What is being asked:
Filter the entries down to the lines containing "wooden", and copy those lines.

Data in this exercise:
◆ ◆ ◆ ◆ ◆
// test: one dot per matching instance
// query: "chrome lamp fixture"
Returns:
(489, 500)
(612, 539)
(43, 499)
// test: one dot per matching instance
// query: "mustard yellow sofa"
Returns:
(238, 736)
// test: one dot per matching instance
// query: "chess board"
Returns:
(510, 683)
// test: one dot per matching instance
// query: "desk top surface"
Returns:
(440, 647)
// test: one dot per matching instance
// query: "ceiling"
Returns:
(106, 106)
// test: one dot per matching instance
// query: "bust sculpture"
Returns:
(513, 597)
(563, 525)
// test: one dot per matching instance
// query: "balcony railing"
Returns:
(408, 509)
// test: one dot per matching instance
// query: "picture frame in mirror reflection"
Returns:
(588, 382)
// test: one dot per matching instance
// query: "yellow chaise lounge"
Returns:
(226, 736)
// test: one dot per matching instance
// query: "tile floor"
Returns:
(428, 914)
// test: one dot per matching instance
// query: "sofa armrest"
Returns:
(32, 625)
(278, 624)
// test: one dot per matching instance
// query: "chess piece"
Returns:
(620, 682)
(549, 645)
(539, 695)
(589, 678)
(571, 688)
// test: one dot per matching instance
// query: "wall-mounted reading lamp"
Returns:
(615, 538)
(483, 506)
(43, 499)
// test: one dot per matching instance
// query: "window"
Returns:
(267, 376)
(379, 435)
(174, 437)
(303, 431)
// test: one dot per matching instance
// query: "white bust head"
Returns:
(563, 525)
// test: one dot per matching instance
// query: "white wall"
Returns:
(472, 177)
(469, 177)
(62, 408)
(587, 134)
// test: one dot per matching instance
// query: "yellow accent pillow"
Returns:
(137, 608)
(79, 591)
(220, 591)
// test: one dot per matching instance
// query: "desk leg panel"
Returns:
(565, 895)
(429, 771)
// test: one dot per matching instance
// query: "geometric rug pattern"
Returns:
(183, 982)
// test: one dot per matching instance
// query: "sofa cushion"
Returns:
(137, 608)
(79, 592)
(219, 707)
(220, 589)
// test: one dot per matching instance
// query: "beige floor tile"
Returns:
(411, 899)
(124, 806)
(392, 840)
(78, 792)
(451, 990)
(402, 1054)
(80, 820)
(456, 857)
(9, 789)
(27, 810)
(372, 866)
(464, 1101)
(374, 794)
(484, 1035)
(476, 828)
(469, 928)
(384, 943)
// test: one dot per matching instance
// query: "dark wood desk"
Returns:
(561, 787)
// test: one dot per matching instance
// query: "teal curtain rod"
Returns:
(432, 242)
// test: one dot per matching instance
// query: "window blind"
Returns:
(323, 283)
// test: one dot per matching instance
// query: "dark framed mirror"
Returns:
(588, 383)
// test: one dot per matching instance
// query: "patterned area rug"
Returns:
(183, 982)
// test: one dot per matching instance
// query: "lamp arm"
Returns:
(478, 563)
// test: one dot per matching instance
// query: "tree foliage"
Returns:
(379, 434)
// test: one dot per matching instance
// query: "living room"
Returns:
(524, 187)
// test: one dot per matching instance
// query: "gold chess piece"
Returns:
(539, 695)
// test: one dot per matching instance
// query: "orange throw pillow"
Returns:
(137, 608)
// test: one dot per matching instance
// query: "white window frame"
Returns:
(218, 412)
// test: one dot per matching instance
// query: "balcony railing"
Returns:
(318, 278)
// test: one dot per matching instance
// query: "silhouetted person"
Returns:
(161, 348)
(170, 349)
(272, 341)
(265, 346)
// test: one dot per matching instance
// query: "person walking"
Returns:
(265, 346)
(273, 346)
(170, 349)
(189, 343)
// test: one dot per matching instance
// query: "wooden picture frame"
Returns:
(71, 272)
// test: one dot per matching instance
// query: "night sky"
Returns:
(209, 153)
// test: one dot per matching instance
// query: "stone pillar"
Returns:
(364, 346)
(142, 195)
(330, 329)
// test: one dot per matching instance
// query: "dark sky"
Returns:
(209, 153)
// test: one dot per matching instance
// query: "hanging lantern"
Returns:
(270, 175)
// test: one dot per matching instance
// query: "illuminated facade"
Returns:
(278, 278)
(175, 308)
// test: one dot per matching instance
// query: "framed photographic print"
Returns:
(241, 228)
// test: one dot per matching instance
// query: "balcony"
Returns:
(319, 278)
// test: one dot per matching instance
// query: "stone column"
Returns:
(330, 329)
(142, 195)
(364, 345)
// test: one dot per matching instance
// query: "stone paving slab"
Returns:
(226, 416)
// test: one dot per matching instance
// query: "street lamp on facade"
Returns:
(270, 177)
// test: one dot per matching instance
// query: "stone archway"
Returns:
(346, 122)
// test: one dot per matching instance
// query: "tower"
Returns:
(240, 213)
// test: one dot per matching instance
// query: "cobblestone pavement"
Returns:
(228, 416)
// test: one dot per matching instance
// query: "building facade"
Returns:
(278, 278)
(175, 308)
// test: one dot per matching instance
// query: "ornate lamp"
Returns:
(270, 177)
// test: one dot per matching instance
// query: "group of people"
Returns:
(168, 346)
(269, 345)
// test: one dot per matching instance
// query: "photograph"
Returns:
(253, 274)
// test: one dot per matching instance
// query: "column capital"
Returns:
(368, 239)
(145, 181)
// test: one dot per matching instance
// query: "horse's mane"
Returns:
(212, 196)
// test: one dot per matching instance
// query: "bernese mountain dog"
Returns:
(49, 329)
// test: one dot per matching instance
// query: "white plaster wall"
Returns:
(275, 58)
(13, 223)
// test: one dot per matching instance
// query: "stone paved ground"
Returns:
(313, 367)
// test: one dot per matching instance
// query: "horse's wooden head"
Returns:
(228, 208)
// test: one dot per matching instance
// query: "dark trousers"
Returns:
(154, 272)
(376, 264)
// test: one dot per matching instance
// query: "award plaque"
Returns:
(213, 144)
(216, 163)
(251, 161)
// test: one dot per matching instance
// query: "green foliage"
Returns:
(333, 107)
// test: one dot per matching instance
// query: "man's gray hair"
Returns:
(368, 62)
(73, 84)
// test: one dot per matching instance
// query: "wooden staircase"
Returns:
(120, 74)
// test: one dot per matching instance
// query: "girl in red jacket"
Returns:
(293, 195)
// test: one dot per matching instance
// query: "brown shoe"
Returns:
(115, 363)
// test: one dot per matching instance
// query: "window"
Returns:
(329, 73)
◆ ◆ ◆ ◆ ◆
Response:
// query: "wooden picture frame"
// query: "horse's wooden head"
// query: "wooden staircase"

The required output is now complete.